◆ Task statement: Exactly reproduce the line that contains "Each instance of the office" and all lines after it in the entries below, through the very last line.

>> start Records for this exercise

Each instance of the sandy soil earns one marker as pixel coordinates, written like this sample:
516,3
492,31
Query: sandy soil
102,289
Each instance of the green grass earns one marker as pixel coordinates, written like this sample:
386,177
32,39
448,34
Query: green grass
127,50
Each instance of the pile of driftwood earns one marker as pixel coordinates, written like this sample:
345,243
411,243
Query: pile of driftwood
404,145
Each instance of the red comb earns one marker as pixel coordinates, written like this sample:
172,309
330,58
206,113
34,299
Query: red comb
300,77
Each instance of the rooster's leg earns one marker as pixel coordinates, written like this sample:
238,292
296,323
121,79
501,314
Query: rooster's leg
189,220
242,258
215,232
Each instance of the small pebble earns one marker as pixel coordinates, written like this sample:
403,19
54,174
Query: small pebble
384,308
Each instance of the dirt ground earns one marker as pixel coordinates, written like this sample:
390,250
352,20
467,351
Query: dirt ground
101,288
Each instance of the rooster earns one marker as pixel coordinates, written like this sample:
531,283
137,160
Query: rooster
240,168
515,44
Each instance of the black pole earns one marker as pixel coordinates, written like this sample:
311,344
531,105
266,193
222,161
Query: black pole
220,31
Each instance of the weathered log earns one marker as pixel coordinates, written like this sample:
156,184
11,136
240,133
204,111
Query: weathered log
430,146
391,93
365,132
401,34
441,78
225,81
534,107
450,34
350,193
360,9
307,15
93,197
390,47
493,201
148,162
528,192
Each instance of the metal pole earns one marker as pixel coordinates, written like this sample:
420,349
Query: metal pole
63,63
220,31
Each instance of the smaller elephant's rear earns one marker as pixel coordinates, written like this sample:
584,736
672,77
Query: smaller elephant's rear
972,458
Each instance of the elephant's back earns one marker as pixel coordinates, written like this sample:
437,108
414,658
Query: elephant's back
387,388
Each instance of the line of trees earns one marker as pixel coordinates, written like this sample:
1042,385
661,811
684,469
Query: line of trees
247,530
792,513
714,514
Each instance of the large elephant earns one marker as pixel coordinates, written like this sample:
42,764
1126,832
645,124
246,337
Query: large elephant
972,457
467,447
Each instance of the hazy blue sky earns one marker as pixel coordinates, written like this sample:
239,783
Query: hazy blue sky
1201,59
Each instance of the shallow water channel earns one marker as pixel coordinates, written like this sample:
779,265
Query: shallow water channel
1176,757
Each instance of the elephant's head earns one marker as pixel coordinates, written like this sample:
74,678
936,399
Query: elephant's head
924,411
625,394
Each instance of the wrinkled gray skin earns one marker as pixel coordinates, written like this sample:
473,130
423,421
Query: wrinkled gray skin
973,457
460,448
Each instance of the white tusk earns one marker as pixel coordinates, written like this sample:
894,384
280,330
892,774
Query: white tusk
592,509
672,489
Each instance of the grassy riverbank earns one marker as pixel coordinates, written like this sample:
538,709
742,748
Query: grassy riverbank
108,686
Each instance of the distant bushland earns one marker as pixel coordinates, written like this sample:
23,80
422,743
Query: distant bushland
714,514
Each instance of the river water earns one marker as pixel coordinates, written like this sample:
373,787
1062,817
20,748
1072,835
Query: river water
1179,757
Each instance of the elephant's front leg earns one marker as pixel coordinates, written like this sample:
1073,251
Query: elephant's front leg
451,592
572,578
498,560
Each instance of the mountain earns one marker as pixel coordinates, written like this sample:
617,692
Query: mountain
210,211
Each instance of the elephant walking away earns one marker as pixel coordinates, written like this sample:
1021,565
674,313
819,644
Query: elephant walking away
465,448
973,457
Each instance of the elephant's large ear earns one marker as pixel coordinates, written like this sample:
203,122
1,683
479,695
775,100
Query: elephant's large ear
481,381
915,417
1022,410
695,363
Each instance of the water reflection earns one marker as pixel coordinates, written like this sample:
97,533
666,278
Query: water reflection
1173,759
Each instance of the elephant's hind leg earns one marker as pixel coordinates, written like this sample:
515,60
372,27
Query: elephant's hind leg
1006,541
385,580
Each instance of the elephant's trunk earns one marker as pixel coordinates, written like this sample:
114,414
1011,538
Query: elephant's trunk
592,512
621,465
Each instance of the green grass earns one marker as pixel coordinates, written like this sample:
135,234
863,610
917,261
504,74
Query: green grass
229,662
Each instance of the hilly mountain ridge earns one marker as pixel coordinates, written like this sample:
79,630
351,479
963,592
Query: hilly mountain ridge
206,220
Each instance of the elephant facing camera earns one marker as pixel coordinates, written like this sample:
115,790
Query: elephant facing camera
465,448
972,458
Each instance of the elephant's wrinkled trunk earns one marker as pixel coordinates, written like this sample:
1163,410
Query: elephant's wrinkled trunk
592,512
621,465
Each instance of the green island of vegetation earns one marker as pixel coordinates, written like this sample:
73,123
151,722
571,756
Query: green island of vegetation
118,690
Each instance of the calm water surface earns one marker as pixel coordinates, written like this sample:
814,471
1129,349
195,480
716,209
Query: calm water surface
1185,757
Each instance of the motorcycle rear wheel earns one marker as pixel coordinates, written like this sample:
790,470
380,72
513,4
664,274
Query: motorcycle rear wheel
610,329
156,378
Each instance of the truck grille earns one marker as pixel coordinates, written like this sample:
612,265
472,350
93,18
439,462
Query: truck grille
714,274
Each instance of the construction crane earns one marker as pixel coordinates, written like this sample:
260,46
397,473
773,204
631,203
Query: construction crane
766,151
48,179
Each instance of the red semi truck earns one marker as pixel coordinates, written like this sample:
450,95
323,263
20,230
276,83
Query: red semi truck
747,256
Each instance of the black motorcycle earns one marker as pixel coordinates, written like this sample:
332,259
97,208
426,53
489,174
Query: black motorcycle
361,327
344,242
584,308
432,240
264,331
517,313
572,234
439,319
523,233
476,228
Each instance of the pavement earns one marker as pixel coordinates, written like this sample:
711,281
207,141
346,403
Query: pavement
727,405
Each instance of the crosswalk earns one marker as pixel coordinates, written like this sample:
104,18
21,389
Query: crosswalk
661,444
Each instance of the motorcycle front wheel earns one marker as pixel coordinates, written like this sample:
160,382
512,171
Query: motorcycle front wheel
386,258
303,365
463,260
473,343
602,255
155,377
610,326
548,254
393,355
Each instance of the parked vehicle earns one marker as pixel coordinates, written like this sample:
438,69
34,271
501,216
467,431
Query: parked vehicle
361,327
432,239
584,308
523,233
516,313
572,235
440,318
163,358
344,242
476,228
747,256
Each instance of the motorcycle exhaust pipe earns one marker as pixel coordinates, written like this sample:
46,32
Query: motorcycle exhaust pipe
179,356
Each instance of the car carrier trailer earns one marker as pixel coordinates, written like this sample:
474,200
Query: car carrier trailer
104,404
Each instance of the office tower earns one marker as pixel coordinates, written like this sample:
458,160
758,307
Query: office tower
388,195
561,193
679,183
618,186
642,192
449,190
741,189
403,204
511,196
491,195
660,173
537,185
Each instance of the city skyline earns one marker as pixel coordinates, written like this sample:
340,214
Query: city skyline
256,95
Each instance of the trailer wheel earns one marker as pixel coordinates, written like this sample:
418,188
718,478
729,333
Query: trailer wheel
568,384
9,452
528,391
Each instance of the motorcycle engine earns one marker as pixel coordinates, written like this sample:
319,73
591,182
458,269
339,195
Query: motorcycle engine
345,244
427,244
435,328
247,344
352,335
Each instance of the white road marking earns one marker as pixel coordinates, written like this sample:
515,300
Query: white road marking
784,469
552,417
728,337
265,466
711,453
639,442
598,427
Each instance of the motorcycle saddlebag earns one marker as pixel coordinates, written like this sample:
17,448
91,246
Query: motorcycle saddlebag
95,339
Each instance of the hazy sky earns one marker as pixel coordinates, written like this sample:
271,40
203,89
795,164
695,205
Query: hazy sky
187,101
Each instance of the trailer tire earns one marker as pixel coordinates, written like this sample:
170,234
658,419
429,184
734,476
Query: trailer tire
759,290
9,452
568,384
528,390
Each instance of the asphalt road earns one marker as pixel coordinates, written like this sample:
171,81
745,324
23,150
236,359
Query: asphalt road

>> end Records for this exercise

◆ Answer for this exercise:
Each instance of the office tower earns one marker as pixel coordinates, written like this sample:
458,160
758,307
Query: office tower
388,195
561,193
679,183
618,186
642,192
449,190
741,189
403,204
511,196
491,195
660,173
537,185
Each instance of the city skyline earns one marker as pixel coordinates, written like this sample:
340,214
Query: city skyline
256,95
Each instance of the trailer wheel earns one marker as pixel coordinates, written like this sample:
418,188
718,478
729,333
Query: trailer wheel
568,384
9,452
528,391
Each instance of the motorcycle engine earns one marker as pixel coordinates, written like this sample:
319,73
591,182
458,269
339,195
Query: motorcycle engine
345,244
427,244
435,328
247,344
352,335
Each instance of the white road marking earns one marker as pixel coordinates, written like this sample:
515,300
Query: white road marking
784,469
552,417
728,337
265,466
711,453
639,442
598,427
Each instance of the motorcycle saddlebag earns one marker as pixel coordinates, written like this sample:
17,448
91,246
Query: motorcycle saddlebag
95,339
Each instance of the hazy sky earns one marker as pixel coordinates, written like this sample:
271,40
203,89
795,164
695,205
Query: hazy sky
187,101
Each instance of the trailer tire earns one marker as pixel coordinates, written like this sample:
170,234
658,419
429,184
734,476
Query: trailer tire
759,290
9,452
568,384
528,390
Each instance of the asphalt road earns one marker as pixel coordinates, written like this sample:
171,81
745,324
23,150
236,359
Query: asphalt road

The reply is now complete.